*WHAT NEEDS TO BE DONE*
Pick out every line of the data below that contains the word "foliage", and copy each of those lines. Case matters.

BEGIN MATERIAL PROVIDED

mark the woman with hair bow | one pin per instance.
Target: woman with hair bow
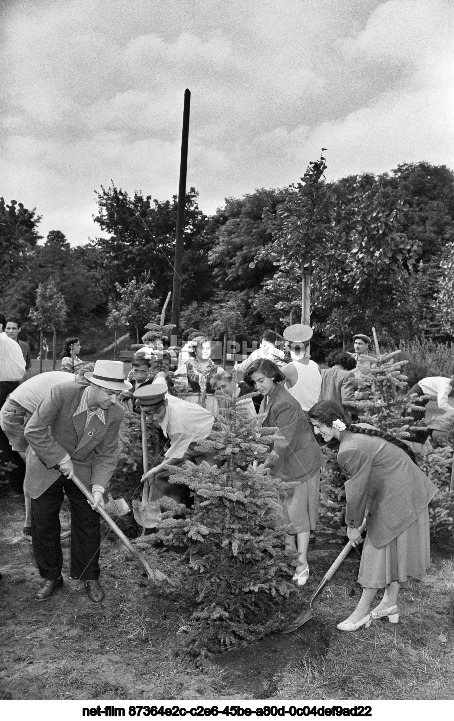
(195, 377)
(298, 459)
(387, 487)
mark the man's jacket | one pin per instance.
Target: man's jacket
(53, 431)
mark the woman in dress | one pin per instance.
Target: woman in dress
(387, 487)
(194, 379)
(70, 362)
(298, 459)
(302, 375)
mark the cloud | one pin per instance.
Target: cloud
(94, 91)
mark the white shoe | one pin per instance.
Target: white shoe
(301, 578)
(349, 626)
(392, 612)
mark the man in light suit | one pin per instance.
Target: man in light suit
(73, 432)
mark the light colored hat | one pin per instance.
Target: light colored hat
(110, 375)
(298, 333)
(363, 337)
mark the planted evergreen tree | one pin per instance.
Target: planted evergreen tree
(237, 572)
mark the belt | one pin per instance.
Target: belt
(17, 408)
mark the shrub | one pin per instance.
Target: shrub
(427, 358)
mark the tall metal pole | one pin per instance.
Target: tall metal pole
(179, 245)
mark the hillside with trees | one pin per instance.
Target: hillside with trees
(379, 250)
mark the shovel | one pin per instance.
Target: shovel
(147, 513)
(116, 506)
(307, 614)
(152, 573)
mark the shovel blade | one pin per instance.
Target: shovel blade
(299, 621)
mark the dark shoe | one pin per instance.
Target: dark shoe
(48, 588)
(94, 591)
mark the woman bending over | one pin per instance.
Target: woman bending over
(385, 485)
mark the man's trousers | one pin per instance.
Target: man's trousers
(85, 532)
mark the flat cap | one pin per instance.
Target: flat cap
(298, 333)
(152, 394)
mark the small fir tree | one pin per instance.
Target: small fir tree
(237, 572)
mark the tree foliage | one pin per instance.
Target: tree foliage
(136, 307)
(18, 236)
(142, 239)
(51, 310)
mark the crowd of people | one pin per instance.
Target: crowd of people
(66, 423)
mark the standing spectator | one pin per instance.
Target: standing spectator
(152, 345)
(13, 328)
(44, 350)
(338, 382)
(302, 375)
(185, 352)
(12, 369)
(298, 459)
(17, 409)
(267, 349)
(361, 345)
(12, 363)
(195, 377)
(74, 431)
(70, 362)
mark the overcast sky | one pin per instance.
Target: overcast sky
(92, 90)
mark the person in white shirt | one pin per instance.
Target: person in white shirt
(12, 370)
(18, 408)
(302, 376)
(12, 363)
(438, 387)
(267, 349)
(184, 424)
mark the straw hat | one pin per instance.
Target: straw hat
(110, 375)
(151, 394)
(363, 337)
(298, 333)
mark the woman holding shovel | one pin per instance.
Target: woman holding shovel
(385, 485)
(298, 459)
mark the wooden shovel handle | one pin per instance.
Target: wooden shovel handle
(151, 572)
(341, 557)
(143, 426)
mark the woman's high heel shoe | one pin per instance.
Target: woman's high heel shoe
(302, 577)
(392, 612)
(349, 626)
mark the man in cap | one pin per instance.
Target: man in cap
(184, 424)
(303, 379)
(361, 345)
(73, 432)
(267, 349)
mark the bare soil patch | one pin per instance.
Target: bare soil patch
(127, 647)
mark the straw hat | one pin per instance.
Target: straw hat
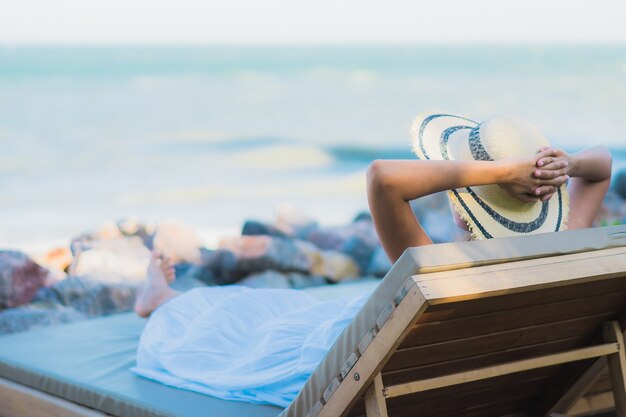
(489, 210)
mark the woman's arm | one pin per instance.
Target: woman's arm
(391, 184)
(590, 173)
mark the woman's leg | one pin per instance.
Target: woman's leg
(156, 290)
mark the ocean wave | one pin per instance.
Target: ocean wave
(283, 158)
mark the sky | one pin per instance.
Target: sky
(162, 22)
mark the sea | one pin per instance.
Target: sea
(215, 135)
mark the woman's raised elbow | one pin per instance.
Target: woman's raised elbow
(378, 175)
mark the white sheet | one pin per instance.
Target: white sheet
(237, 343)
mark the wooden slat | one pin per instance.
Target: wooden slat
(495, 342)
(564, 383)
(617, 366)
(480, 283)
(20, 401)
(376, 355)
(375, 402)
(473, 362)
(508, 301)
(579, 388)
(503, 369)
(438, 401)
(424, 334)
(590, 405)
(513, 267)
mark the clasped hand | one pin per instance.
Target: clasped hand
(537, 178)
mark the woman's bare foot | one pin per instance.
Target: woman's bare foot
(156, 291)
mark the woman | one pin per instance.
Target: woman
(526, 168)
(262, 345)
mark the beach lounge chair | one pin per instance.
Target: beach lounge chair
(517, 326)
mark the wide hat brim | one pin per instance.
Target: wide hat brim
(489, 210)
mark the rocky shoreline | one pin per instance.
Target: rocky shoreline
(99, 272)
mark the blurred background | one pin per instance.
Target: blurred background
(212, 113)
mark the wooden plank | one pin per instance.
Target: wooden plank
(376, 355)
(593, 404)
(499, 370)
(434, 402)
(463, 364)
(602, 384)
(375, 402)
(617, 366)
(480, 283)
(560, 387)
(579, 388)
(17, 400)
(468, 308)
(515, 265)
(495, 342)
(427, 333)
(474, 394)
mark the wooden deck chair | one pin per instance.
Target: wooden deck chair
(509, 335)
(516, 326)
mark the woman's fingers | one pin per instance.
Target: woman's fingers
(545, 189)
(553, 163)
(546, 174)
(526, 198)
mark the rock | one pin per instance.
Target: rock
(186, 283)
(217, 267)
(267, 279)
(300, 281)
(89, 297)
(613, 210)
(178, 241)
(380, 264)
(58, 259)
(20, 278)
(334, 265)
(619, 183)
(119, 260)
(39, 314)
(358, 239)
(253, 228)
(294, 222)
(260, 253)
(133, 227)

END MATERIAL PROVIDED
BEGIN MATERIAL PROVIDED

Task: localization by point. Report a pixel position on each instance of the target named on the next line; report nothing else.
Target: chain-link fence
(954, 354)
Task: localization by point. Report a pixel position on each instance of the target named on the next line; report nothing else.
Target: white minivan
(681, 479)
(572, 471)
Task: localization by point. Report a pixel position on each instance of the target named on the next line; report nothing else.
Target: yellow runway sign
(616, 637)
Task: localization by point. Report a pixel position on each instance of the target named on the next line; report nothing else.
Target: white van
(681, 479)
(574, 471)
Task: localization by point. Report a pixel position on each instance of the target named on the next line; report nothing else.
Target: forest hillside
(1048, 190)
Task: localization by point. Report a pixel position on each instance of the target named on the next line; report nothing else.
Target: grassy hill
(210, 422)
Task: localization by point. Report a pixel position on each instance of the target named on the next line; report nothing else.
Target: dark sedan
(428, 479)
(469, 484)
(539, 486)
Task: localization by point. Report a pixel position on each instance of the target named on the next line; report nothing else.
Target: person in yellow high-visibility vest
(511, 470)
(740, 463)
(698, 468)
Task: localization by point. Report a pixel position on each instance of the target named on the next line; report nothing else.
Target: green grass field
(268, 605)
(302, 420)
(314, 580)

END MATERIAL PROVIDED

*PROBLEM SOLUTION*
mark the tree foliage | one pin per instance.
Target: tree foliage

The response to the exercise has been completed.